▸ Aufgabenstellung:
[a] Beantworte bitte die folgenden Fragen zum Textauszug:
(i) Unter welchem Namen meldete sich Beierlein am Telefon beim Veranstalter?
(ii) Wie alt war der Hochstapler damals?
(iii) Um wie viel Uhr stand er am nächsten Morgen vor der Hauptpost?
[b] Zähle alle Personen auf, zwischen denen Beierlein laut Textauszug in der Jury saß.

▸ Vorliegender Textauszug:
• • • • •

Aber schon drei Tage später sollte die unglaubliche Karriere des Hans R. Beierlein ihren Anfang nehmen. Und das mit so viel Kaltschnäuzigkeit, mit soviel Glück, daß er selbst zugibt: So etwas ist heute nicht mehr möglich.

"Ich hörte", sagt Beierlein, "daß in Fürth eine Miß-Wahl abgehalten würde. Ich ging in eine Telefonzelle, wählte und ließ mich mit dem Veranstaltewr verbinden. 'Hier spricht René Barselini', sagte ich, 'der Herausgeber der großen Illustrierten >Das Magazin<. Bitte reservieren Sie mir einen Platz. Wenn ich Zeit habe, komme ich auf einen Sprung vorbei.'

Der Veranstalter fragte zurück: 'Der Herausgeber des >Magazins< sind Sie? Werden Sie doch Mitglied in unserer Jury!'"

Das einzige Problem, welches der 18jährige Hochstapler René Barselini damals hatte: "Wie komme ich zu einer langen Hose?" (Beierlein besaß zu dieser Zeit nur zwei kurze Hosen und ein paar lange braune Strümpfe.

Schließlich fand er im Kleiderschrank eines Freundes doch noch die passende Bekleidung. Und wenige Stunden später saß Beierlein in der Jury – zwischen dem amerikanischen Stadtkommandanten, dem Bürgermeister und dem Intendanten der Städtischen Bühnen in Fürth.

"Es war schon weit nach Mitternacht, als ich so ziemlich als letzter den Saal verließ. Da hörte ich aus der Damentoilette Schreie. Ich öffnete die Tür und sah, wie sich gerade der erste Preis mit dem zweiten Preis prügelte. Am nächsten Morgen stand ich um 06.45 Uhr vor der Hauptpost und gab die Story telefonisch an die 'Abendzeitung' in München durch. Und jeder konnte auf der ersten Seite lesen: Skandal bei Miß-Wahl – von unserem Nürnberger Korrespondenten B. (Eigener Bericht)."

• • • • •

▸ Einträge:

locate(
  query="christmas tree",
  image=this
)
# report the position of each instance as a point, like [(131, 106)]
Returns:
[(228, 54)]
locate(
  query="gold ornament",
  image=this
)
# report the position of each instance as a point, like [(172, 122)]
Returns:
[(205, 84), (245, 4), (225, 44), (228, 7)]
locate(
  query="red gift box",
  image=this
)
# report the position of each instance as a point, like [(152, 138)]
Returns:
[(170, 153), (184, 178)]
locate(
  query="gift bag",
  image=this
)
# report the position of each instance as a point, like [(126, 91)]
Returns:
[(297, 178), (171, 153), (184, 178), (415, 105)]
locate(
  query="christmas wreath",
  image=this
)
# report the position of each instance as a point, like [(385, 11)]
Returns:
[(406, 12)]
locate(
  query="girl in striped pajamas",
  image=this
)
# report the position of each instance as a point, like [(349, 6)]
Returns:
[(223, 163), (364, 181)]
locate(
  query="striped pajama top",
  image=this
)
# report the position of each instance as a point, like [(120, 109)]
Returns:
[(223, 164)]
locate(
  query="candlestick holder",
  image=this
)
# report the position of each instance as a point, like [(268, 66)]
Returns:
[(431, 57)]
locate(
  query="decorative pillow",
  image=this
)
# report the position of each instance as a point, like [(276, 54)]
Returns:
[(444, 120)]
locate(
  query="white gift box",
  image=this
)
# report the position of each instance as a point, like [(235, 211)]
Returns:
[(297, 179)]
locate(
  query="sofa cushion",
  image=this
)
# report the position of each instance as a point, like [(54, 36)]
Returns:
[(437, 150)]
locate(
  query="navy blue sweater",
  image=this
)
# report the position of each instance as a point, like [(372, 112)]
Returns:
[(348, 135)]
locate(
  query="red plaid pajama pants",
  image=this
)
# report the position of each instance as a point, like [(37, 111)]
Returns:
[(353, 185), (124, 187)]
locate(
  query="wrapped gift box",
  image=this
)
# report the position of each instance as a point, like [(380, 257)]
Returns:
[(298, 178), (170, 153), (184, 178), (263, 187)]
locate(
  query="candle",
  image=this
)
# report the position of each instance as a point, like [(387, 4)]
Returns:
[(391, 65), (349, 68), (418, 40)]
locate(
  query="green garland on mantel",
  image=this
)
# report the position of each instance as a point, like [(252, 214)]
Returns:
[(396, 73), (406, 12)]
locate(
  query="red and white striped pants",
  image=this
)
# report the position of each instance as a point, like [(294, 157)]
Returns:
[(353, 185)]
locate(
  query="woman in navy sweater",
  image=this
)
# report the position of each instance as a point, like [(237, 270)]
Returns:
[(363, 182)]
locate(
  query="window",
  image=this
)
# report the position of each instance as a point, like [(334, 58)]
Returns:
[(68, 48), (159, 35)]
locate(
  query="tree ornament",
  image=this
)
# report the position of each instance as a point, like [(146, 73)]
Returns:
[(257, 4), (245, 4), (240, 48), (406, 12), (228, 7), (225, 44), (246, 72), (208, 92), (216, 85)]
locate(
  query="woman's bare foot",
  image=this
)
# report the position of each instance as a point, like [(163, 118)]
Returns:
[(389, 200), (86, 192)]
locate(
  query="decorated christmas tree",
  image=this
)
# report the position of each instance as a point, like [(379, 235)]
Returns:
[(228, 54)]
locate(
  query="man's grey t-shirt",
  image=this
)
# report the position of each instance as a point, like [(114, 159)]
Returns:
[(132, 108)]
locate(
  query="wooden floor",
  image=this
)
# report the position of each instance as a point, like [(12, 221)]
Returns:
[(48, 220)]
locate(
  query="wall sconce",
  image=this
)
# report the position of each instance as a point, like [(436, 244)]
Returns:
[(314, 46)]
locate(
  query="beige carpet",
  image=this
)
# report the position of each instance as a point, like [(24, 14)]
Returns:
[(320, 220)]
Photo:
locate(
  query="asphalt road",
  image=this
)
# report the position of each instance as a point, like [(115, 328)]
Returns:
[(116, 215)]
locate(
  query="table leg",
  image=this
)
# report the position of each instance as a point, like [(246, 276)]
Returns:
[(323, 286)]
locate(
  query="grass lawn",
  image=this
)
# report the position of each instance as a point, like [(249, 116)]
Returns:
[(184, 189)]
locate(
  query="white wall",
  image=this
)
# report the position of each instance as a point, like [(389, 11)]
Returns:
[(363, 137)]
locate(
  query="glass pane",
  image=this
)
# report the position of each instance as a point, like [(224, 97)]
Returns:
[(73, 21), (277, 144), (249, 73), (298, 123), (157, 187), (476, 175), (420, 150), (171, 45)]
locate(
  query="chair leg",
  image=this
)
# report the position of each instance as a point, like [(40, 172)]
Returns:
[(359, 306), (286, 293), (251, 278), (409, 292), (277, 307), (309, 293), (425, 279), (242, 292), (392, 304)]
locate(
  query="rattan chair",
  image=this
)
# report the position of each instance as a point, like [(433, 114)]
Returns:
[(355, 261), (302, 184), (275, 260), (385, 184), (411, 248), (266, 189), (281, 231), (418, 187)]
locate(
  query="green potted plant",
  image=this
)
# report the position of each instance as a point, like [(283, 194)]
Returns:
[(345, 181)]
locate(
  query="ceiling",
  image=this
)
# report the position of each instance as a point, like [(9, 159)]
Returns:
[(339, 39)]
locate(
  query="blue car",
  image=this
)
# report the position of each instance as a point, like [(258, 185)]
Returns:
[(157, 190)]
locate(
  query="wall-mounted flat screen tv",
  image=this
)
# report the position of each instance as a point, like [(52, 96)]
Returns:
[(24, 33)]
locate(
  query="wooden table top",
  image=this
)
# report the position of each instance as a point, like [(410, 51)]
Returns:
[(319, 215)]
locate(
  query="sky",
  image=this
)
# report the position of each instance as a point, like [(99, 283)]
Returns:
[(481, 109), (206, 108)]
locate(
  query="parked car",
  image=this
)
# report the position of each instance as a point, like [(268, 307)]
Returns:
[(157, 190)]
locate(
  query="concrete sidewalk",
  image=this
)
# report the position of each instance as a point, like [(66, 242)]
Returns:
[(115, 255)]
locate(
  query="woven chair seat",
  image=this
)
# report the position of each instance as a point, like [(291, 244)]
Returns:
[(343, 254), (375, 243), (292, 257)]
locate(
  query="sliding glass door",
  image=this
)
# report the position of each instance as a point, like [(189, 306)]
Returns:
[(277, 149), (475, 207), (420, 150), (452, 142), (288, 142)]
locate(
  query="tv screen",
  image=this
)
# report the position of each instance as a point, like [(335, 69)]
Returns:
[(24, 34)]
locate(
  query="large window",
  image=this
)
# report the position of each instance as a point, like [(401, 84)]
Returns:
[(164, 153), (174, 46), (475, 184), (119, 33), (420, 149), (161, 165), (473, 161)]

• • • • •

▸ Lösungen je Aufgabe:
[a]
(i) René Barselini
(ii) 18 Jahre
(iii) Um 06.45 Uhr

[b]
- der amerikanische Stadtkommandant
- der Bürgermeister
- der Intendant der Städtischen Bühnen in Fürth